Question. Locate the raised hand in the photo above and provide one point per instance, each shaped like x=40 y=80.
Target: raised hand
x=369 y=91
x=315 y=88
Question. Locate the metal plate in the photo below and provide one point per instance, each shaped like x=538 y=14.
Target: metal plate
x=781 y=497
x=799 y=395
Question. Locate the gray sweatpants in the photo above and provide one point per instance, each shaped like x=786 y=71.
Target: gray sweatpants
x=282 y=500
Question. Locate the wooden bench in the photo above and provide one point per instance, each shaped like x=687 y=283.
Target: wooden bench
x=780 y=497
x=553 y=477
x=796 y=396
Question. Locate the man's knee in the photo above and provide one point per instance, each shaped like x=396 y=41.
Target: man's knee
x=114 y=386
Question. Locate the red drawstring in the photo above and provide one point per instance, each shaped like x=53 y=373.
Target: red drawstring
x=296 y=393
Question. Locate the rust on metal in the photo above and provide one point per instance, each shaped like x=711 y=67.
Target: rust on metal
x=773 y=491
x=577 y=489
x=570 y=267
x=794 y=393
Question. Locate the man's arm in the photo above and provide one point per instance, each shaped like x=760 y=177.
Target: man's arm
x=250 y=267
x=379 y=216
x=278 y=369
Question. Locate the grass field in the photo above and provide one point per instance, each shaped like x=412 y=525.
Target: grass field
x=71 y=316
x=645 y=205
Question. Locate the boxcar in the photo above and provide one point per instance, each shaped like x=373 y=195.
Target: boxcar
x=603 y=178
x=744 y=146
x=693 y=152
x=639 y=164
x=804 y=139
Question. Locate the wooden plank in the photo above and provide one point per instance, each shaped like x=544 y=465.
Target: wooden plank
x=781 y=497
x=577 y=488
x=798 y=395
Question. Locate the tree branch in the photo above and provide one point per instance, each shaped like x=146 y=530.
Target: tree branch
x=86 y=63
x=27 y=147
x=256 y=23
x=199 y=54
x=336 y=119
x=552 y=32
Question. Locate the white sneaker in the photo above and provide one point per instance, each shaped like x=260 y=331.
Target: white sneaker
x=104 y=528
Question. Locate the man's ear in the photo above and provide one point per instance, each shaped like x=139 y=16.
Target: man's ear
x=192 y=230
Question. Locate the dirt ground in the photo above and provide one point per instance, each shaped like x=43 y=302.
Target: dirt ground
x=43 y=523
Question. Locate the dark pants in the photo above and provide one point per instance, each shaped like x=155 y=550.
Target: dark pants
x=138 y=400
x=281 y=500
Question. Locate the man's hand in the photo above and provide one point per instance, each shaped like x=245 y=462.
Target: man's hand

----

■ Aim of the task ■
Retype the rows from the line with "Question. Locate the boxcar" to the line with "x=804 y=139", both ends included, with no changes.

■ Output for this exercise ■
Question. Locate the boxcar in the photo above and provide one point per instance, each shaped like x=373 y=195.
Target: boxcar
x=603 y=178
x=744 y=146
x=693 y=152
x=639 y=164
x=804 y=139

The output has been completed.